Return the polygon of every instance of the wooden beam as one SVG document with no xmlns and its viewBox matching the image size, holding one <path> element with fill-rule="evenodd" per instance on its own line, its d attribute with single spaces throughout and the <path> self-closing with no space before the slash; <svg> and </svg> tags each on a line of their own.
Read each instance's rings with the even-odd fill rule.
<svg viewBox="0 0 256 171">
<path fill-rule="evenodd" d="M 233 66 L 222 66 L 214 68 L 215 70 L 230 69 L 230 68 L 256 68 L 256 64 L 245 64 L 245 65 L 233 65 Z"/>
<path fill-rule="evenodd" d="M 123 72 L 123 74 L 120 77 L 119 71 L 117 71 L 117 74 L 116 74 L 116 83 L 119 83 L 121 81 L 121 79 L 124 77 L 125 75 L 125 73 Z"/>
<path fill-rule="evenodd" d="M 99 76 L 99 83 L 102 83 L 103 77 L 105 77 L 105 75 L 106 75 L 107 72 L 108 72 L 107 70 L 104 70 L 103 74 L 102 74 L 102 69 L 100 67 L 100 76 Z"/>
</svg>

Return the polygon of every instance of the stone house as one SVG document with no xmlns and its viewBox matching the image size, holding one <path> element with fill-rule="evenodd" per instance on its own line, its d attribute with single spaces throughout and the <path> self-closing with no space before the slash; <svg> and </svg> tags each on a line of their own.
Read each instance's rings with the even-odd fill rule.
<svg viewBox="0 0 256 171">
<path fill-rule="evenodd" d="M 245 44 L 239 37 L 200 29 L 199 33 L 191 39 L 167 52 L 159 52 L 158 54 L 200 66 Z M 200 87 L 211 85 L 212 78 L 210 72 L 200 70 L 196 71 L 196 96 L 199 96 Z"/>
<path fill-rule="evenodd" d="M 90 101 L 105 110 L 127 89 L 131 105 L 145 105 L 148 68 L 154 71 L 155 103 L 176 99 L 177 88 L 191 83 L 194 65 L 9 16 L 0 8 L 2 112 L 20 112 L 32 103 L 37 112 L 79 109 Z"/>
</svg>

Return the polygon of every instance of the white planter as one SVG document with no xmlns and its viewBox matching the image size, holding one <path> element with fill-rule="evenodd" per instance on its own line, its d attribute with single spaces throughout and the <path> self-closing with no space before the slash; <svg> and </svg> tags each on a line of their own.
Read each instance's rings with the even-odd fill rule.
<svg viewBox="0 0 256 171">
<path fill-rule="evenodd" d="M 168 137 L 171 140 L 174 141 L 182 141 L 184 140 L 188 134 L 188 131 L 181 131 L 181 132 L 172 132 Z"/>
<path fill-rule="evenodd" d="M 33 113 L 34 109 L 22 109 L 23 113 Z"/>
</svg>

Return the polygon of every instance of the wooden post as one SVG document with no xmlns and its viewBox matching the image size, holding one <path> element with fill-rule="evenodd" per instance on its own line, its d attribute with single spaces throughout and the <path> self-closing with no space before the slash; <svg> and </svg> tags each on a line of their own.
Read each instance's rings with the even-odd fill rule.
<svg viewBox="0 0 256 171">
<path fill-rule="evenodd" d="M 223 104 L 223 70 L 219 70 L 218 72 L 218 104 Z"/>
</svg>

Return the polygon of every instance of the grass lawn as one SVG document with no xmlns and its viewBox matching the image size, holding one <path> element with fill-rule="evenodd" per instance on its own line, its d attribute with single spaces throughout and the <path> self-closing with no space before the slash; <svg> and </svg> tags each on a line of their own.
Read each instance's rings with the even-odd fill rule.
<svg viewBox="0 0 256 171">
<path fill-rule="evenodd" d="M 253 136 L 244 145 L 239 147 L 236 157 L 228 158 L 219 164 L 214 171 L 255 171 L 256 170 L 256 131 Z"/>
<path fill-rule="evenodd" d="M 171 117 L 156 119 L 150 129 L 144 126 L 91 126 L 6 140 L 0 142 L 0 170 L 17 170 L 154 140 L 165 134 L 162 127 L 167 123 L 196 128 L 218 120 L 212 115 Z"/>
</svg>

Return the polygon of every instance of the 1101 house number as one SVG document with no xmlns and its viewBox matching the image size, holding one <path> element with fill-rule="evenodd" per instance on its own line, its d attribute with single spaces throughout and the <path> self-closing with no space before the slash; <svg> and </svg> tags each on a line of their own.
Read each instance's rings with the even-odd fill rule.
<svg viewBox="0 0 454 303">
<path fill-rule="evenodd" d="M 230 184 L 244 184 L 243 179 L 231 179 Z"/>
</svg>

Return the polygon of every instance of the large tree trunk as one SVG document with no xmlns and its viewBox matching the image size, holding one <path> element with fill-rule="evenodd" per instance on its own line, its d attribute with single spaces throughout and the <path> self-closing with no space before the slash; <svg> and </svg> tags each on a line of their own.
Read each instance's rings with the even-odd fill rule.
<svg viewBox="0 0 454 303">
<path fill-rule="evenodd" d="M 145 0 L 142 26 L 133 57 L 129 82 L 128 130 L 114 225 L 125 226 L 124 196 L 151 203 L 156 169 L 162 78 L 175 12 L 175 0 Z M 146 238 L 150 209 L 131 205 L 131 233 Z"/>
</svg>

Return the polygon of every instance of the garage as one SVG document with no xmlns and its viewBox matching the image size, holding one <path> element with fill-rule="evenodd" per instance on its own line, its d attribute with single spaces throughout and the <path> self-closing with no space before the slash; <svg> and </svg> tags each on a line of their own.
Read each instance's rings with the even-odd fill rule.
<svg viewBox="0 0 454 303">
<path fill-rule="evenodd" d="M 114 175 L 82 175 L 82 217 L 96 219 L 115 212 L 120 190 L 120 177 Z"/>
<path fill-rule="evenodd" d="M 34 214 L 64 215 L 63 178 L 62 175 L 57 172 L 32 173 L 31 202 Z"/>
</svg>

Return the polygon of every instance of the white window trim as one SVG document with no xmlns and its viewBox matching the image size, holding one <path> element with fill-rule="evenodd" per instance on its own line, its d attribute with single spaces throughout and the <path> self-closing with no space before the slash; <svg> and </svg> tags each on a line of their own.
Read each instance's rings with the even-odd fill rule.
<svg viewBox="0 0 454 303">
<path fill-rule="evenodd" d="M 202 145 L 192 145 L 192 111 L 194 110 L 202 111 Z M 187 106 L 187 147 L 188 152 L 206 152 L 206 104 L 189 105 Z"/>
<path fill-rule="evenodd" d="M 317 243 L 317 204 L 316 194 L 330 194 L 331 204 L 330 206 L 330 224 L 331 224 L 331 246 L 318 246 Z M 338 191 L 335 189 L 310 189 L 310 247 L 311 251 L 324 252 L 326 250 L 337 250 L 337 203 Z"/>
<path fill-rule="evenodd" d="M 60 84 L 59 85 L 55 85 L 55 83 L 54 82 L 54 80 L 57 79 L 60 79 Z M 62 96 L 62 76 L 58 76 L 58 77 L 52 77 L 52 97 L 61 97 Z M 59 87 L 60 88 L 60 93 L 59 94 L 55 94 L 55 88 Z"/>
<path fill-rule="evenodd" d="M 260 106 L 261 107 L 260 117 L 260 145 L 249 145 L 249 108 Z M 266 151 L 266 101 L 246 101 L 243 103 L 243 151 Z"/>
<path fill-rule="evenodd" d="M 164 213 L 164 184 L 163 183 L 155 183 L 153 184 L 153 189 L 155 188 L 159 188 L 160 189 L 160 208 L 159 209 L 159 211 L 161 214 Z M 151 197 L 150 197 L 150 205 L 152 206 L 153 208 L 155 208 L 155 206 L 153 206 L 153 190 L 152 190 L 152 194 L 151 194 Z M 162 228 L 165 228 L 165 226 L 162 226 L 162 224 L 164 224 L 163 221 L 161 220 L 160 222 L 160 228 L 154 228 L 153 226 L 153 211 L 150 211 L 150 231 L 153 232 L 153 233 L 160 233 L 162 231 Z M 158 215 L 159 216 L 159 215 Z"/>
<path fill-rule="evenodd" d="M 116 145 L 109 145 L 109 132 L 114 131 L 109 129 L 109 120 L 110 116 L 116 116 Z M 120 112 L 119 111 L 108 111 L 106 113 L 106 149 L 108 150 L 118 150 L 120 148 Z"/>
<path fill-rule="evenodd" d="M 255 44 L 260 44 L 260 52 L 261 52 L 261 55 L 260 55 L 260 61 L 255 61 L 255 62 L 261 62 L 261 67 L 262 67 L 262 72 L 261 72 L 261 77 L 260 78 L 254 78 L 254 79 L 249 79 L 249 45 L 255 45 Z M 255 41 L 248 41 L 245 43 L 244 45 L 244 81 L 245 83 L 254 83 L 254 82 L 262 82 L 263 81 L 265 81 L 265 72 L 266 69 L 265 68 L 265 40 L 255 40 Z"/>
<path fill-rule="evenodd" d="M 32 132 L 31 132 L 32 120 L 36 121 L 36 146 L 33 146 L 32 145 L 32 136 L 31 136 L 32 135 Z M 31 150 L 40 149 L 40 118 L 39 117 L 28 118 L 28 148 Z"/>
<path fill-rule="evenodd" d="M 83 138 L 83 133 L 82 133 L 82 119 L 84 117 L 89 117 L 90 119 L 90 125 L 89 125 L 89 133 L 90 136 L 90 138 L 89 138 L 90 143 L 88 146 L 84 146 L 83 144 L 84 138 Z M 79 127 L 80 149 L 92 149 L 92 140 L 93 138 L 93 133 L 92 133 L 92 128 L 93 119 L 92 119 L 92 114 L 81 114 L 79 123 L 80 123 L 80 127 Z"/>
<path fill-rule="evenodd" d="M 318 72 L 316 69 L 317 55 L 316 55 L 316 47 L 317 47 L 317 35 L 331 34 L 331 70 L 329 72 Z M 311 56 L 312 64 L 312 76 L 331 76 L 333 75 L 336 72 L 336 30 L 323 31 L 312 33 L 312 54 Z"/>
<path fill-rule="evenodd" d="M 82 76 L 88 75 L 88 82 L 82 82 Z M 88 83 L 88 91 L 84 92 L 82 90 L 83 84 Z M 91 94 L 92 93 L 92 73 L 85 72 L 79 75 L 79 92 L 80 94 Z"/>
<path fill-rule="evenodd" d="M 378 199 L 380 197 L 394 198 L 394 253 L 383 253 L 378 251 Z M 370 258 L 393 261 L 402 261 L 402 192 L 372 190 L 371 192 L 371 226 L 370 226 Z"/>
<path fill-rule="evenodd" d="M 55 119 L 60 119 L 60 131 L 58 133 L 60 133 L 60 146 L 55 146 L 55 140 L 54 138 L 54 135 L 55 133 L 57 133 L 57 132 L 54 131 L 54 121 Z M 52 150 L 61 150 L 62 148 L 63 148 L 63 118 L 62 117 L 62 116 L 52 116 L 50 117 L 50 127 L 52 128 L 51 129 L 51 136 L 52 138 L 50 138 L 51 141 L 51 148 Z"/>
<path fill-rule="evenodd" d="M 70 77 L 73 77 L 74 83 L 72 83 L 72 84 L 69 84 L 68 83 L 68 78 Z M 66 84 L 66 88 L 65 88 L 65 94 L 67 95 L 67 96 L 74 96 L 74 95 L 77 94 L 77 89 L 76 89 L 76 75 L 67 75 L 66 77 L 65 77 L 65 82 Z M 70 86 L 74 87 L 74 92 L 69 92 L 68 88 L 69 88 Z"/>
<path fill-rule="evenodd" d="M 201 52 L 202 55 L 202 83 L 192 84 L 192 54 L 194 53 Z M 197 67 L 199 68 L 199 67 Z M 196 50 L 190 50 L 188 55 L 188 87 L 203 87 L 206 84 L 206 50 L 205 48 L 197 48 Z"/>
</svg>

···

Given task:
Can you rewrite the rows from the start through the line containing "123 72 L 123", instructions included, shifting every number in the SVG answers by adding 39 to it?

Answer to the task:
Return the polygon of every instance of the wooden beam as one SVG document with no xmlns and its viewBox matching the image size, holding one <path> element with fill-rule="evenodd" per instance on its own line, its d attribute with single spaces throughout and the <path> self-closing with no space before the slash; <svg> and </svg> tags each on a line of their own.
Read each instance's rings with the even-odd fill rule.
<svg viewBox="39 39 295 210">
<path fill-rule="evenodd" d="M 272 105 L 261 105 L 253 107 L 254 109 L 269 108 L 269 107 L 295 107 L 295 103 L 284 103 L 284 104 L 272 104 Z"/>
<path fill-rule="evenodd" d="M 162 111 L 162 113 L 159 116 L 158 110 L 156 110 L 156 113 L 155 113 L 155 122 L 158 122 L 160 120 L 160 118 L 163 116 L 164 114 L 164 112 Z"/>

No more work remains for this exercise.